WHAT THE EXERCISE ASKS:
The records below need copying. Match each line exactly.

SOURCE INFORMATION:
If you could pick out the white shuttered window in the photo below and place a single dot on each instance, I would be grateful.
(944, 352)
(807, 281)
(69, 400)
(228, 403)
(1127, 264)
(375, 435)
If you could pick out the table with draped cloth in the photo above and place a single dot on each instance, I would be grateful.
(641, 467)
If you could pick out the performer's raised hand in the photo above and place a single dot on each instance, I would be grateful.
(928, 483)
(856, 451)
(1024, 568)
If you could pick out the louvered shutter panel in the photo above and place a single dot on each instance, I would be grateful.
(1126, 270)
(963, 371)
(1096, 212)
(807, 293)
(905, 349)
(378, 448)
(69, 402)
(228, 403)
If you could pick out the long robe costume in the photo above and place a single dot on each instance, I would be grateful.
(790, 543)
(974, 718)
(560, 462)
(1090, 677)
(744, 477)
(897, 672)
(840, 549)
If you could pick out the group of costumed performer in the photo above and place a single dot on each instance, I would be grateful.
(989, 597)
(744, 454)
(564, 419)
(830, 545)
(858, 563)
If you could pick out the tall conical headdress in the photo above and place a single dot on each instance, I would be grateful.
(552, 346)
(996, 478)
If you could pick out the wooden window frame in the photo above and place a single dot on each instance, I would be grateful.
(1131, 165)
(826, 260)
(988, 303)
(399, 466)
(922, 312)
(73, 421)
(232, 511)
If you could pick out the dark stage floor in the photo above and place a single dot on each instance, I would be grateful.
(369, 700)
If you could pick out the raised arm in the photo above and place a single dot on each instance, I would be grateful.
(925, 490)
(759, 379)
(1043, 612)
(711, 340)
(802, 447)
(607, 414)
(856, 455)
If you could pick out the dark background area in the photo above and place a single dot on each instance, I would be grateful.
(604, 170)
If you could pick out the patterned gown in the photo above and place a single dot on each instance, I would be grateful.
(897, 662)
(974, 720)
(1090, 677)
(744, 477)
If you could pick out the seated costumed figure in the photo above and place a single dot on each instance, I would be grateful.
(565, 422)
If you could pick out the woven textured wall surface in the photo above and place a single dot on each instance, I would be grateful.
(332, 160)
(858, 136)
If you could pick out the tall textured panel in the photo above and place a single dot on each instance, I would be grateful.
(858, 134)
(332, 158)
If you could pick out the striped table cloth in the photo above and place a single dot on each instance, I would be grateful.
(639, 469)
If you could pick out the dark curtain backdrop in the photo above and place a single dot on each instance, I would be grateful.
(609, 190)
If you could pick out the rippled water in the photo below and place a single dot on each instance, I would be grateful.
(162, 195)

PROBLEM SOLUTION:
If you could pick out the white shuttered window in the photo below and place a single dot on each instance, I would be grateful.
(944, 352)
(807, 281)
(69, 400)
(228, 403)
(1127, 264)
(375, 435)
If you could pick out the table with draped cloth in the photo above and place a single dot on each instance, I would be grateful.
(641, 467)
If you could pick out the performer's raised hand in the photo above and place a single dot on each instance, I would be grateful.
(928, 483)
(856, 451)
(1024, 568)
If you could pick out the louvered shutter panel in the photo above and place a single dot on each instance, I would be grateful.
(1126, 270)
(963, 371)
(1096, 212)
(807, 293)
(905, 349)
(378, 448)
(69, 402)
(228, 403)
If you could pick out the long robe costume in the photo above and place a single dot on each instance, I would be grateful.
(790, 543)
(974, 718)
(560, 462)
(1090, 677)
(744, 477)
(897, 672)
(840, 549)
If you could pick out the group of costumed performer in the photo above and place a single dot on each instance, I would be grateful.
(989, 597)
(744, 454)
(564, 419)
(830, 545)
(858, 563)
If you could pick out the tall conical headdress in the photo above and place a single dot on each instance, I would be grateful.
(552, 346)
(996, 478)
If you could pick out the wooden window frame in the photo above and place a single dot on each instance, I would be grateful.
(1131, 165)
(826, 260)
(988, 303)
(399, 466)
(922, 312)
(73, 421)
(232, 511)
If you could pick out the dark stage floor in the photo above and place a single dot on each instance, I would be grateful.
(369, 700)
If you could pick out the raised arm in the photo above and place a single dot on each instance, I would be grateful.
(925, 490)
(759, 379)
(1043, 612)
(711, 340)
(802, 447)
(607, 414)
(856, 455)
If you could pick out the dark background area in the photo above and place a single dot on each instance, I would be grateful.
(604, 170)
If you could pick out the patterned gown in the photo above and place a single dot on each instance, I would be grateful.
(897, 662)
(974, 720)
(1090, 677)
(744, 477)
If you could pick out the seated costumed figure in the photo above and place a single dot on each instance, I would be grateful.
(565, 422)
If you could pick out the woven textured wall surface in the photo above and place a single dot on each instance, I would be grateful.
(332, 160)
(858, 136)
If you could pick out the tall textured panel in the photo above and place a single dot on each instance, I would be grateful.
(858, 134)
(332, 158)
If you could pick out the striped table cloth in the photo above and place a single dot on each instance, I would be grateful.
(639, 469)
If you could pick out the dark curtain backdrop in the photo above and place a single dot on each instance, I would be grateful.
(609, 190)
If you could pick out the rippled water in the photo below and place a single dot on each instance, I would be grateful.
(162, 195)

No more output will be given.